▶ _Reading passage_:
━━━━━━━━

We need to create a Druid datasource for interactively analyzing incoming traffic. We have customer requests hitting our systems and each request breaks up into a set of customer services rendered.
For each filter expression, we need to be able to count the number of services rendered and also the number of requests. The following table depicts the data model.
As Druid can only handle flat data structures, we flattened our data into records on service level meaning that Druid ingests one record per service, not one record per request.
This lead us to the issue of how
to count the number of requests, which we handled by having the service-level records contain a unique request-ID which we pass into a hyperloglog unique count which gave us at least an estimate of the number of requests and does the right thing regardless of wichever filter expression a user clicks together.
The issue we now ran into is that we need to let our users perform ad-hoc queries over time ranges of several weeks or even months and we found that queries that are over a hyperloglog count are exremely slow (i.e. a single query takes several minutes to complete).
Now we need a way to fix this somehow and I would like to ask for help and exchange of ideas.
idea we have is that generally speaking a unique count is a count that must also be able to de-duplicate and this de-duplication must work even
for records that are weeks apart. We have some
of these unique counts for example to count the number of unique users. Obviously, two records that are weeks apart can pertain to the same user and a unique count should only increment by one.
However, for our case, we only need Druid to de-duplicate records within a very small window, basically
only within a segment-partition. If two records are an hour apart in time, they cannot belong to the same request anyways.
So one question would be if it is possible to advise Druid to unique-count within a partition or even a smaller scope and then use a normal count when merging intermediate results and whether it would be reasonable to assume that this might lead to a faster query performance.
would it make sense to use a theta-sketch? Are theta sketches faster than hyperloglogs in situations where faster query latency matters more than resulting data-volume?
Could theta-sketches help to model the stratified, combined unique- and normal counting.
Is there any other way to handle the use-case described?
Any help is much appreciated.

━━━━━━━━

▶ _Supplied data_:
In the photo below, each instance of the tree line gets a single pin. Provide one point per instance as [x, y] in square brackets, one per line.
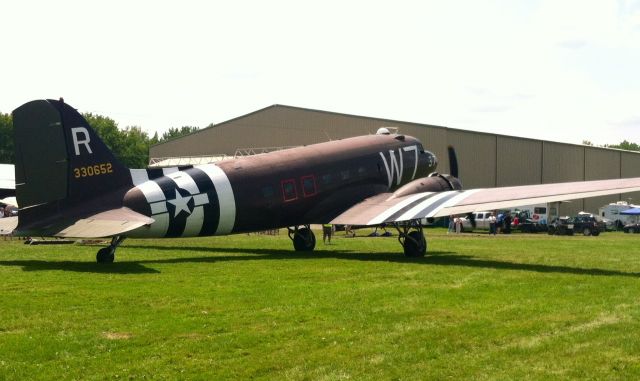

━━━━━━━━

▶ _What this exercise asks_:
A - Copy the passage from the Druid post between "So one question" and "than resulting data-volume?", inclusive.
B - In one to three sentences, explain why the Druid post says de-duplicating within a very small window, such as a segment-partition, would be enough when counting requests.

▶ _Task solutions_:
A -
So one question would be if it is possible to advise Druid to unique-count within a partition or even a smaller scope and then use a normal count when merging intermediate results and whether it would be reasonable to assume that this might lead to a faster query performance.
would it make sense to use a theta-sketch? Are theta sketches faster than hyperloglogs in situations where faster query latency matters more than resulting data-volume?

B - Records that belong to the same request cannot be far apart in time. The post states that two records an hour apart cannot belong to the same request. So unlike a count of unique users, where records weeks apart may share a user, a count of requests only needs de-duplication across records close together in time.